[Stored data entries]

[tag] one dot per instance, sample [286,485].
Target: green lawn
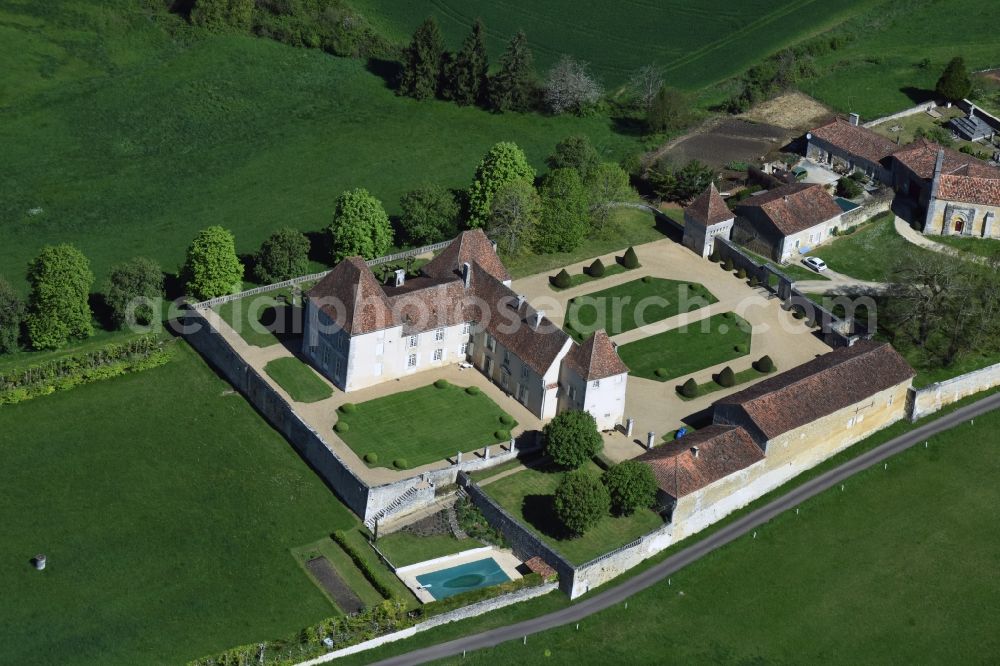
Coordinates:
[423,425]
[167,508]
[403,548]
[631,305]
[298,379]
[687,349]
[528,496]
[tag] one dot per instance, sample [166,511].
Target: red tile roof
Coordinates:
[721,451]
[831,382]
[708,208]
[596,358]
[855,140]
[793,208]
[469,247]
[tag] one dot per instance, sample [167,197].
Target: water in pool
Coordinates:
[462,578]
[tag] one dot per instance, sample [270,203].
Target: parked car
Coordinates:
[815,263]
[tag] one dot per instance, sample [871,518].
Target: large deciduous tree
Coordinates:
[360,226]
[569,87]
[212,268]
[505,163]
[632,486]
[514,215]
[422,62]
[565,212]
[133,287]
[513,86]
[283,256]
[59,305]
[580,501]
[572,438]
[430,214]
[11,317]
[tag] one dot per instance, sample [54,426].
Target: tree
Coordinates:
[581,500]
[360,226]
[631,486]
[669,110]
[503,164]
[468,78]
[59,305]
[954,84]
[575,152]
[138,278]
[422,62]
[563,223]
[512,88]
[514,216]
[219,15]
[570,87]
[284,255]
[212,268]
[608,183]
[571,438]
[430,214]
[11,317]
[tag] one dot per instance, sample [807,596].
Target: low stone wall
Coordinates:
[932,398]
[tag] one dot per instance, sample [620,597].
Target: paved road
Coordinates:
[616,595]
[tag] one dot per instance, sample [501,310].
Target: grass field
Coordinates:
[298,379]
[687,349]
[423,425]
[528,496]
[894,569]
[634,304]
[695,44]
[403,548]
[167,509]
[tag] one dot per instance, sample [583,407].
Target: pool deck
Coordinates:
[408,574]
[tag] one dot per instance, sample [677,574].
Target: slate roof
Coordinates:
[469,247]
[793,208]
[855,140]
[722,450]
[596,358]
[831,382]
[708,208]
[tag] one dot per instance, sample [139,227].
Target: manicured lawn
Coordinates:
[687,349]
[403,548]
[528,496]
[298,379]
[628,306]
[167,508]
[423,426]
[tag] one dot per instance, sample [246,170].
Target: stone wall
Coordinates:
[932,398]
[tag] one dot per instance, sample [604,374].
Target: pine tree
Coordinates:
[512,88]
[422,62]
[467,80]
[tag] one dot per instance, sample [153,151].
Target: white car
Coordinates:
[815,263]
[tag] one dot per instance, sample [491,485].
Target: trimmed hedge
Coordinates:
[67,372]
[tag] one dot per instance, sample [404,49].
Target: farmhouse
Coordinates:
[787,221]
[707,217]
[460,309]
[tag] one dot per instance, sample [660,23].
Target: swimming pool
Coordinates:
[462,578]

> **Task description**:
Could you turn every line of the rows above into a numbered list, skipping blank lines? Leave any pictures out of your answer.

> **Written reply**:
1. [tag] one dot per instance, sample [286,485].
2. Target: green lawn
3. Coordinates:
4. [423,425]
5. [167,508]
6. [403,548]
7. [631,305]
8. [298,379]
9. [687,349]
10. [528,496]
11. [tag] one dot per instance, sample [166,511].
12. Target: red tile roof
13. Coordinates:
14. [721,451]
15. [831,382]
16. [708,208]
17. [596,358]
18. [855,140]
19. [793,208]
20. [469,247]
21. [tag] one dot per instance, sample [167,197].
22. Target: water in pool
23. Coordinates:
24. [462,578]
25. [tag] one dot per instance, sample [270,203].
26. Target: parked car
27. Coordinates:
28. [815,263]
29. [tag] one dot per instance, sample [871,518].
30. Target: large deciduous tree
31. Coordinates:
32. [360,226]
33. [569,87]
34. [212,268]
35. [505,163]
36. [632,486]
37. [514,215]
38. [422,62]
39. [565,212]
40. [133,287]
41. [513,86]
42. [283,256]
43. [59,305]
44. [580,501]
45. [572,438]
46. [430,214]
47. [11,317]
48. [tag] one dot per instance, sample [54,426].
49. Target: tree
50. Coordinates:
51. [581,500]
52. [360,226]
53. [631,486]
54. [669,110]
55. [503,164]
56. [468,78]
57. [59,305]
58. [954,84]
59. [575,152]
60. [138,278]
61. [422,62]
62. [563,223]
63. [512,88]
64. [514,216]
65. [219,15]
66. [570,87]
67. [284,255]
68. [212,268]
69. [608,183]
70. [571,438]
71. [430,214]
72. [11,317]
73. [tag] one dot per instance, sample [807,596].
74. Target: low stone wall
75. Coordinates:
76. [932,398]
77. [tag] one dot per instance, sample [620,597].
78. Target: paved road
79. Coordinates:
80. [616,595]
81. [tag] one dot per instance, sample [501,310].
82. Target: grass field
83. Coordinates:
84. [298,379]
85. [687,349]
86. [423,425]
87. [528,496]
88. [894,569]
89. [634,304]
90. [695,44]
91. [403,548]
92. [167,509]
93. [tag] one dot per instance, sample [583,407].
94. Target: pool deck
95. Coordinates:
96. [408,574]
97. [tag] one dot per instance, sample [677,574].
98. Target: slate roof
99. Coordinates:
100. [469,247]
101. [793,208]
102. [855,140]
103. [722,450]
104. [596,358]
105. [831,382]
106. [708,208]
107. [tag] one dot per instance, sample [139,227].
108. Target: manicured lawn
109. Coordinates:
110. [687,349]
111. [403,548]
112. [528,496]
113. [298,379]
114. [628,306]
115. [167,508]
116. [423,426]
117. [tag] one dot per instance, sample [246,170].
118. Target: stone wall
119. Coordinates:
120. [932,398]
121. [tag] one dot per instance, sample [604,374].
122. Target: pine tree
123. Coordinates:
124. [512,88]
125. [422,62]
126. [467,80]
127. [tag] one dot per instance, sample [153,151].
128. Target: white car
129. Coordinates:
130. [815,263]
131. [tag] one dot per instance, sample [491,485].
132. Target: trimmed hedge
133. Coordinates:
134. [67,372]
135. [tag] one dot per instance, sample [404,49].
136. Target: farmhouse
137. Coordinates:
138. [787,221]
139. [707,217]
140. [460,309]
141. [tag] one dot per instance, sample [660,23].
142. Target: swimming pool
143. Coordinates:
144. [462,578]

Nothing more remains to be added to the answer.